▶ OPDRACHTEN
a - Wie is volgens het artikel over het Microsoft-vonnis de districtsrechter in deze zaak?
b - Werk in het artikel over het Microsoft-vonnis de passage van "De kwestie-Microsoft kan" tot en met "Nieuwe Economie vormgeven." bij door "overheid" te vervangen door "staat", en geef de bijgewerkte passage weer.

▶ PAGINA
★ ★ ★ ★

Nieuwe Economie vereist ook een nieuwe
overheid
Het geruchtmakende vonnis in de
zaak-Microsoft is meer dan alleen de voorlopige apotheose van een
rechtszaak tegen een softwaregigant. Het vonnis markeert een fase in de
metamorfose van de overheid, van regelgever in de oude economie tot
vormgever van de nieuwe, meent Robert B. Reich.
Op het eerste gezicht lijkt het vorige week uitgesproken vonnis waarbij
Microsoft tot splitsing wordt gedwongen, een terugval in het verleden.
In een tijd waarin grote concerns in de telecommunicatie,
financiële diensten, amusement en andere takken van de Nieuwe
Economie versmelten tot een klein aantal mondiale postindustriële
giganten - en waarin overheden dereguleren wat maar te dereguleren
valt - is daar ineens Washington dat met ijzeren hand het zinnebeeld van
Amerikaans technologisch kunnen doormidden hakt. Of is het misschien
slechts een nieuw voorbeeld van wat ik noem een tijdperk van
'rechterlijke regelgeving'? Wordt Microsoft net als de tabaks- en
wapenindustrie onderworpen aan gerechtelijke sancties, omdat de gewone
weg die loopt via wetgeving en ambtelijke wetshandhaving door de
politiek is geblokkeerd?
De kwestie-Microsoft kan beter worden beschouwd als een voorbode van een
nieuwe taak voor de overheid in de nog jonge Nieuwe Economie - ook al
zou het bedrijf in hoger beroep winnen en aan opsplitsing ontkomen. In
plaats van bepaalde markten te reguleren, zal de overheid de contouren
van het eigendomsrecht op nieuwe ideeën gaan bepalen en zo de
Nieuwe Economie vormgeven.
De kern van het geding betreft de eigendom van Microsofts
computerbesturingssysteem Windows, een stuk software dat in feite de
standaard is geworden volgens welke een groot deel van de
informatietechnologie in de wereld aan elkaar is gekoppeld. Windows is
als het ware het wegdek van de informatiesnelweg. Districtsrechter
Thomas Penfield Jackson had er niets op tegen dat het wegdek het
eigendom van Microsoft was. Zijn vonnis luidde niet dat Windows om niet
aan een ieder die dat wil in licentie moet worden gegeven. Microsoft mag
tol blijven heffen. Maar Microsoft mag van de rechtbank niet de
toegang tot de snelweg beperken tot auto's, trucks en zware vrachtwagens
van het merk Microsoft. Dat, aldus Jackson, zou de innovatie elders in
de economie afremmen.

★ ★ ★ ★

▶ VASTGELEGDE GEGEVENS
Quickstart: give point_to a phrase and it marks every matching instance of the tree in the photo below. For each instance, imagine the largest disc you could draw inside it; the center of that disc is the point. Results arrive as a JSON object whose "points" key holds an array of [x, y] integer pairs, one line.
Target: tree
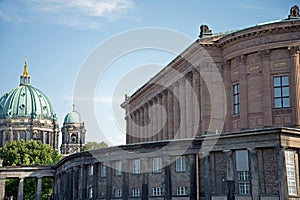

★ ★ ★ ★

▶ RESULTATEN
a - Thomas Penfield Jackson

b -
De kwestie-Microsoft kan beter worden beschouwd als een voorbode van een
nieuwe taak voor de staat in de nog jonge Nieuwe Economie - ook al
zou het bedrijf in hoger beroep winnen en aan opsplitsing ontkomen. In
plaats van bepaalde markten te reguleren, zal de staat de contouren
van het eigendomsrecht op nieuwe ideeën gaan bepalen en zo de
Nieuwe Economie vormgeven.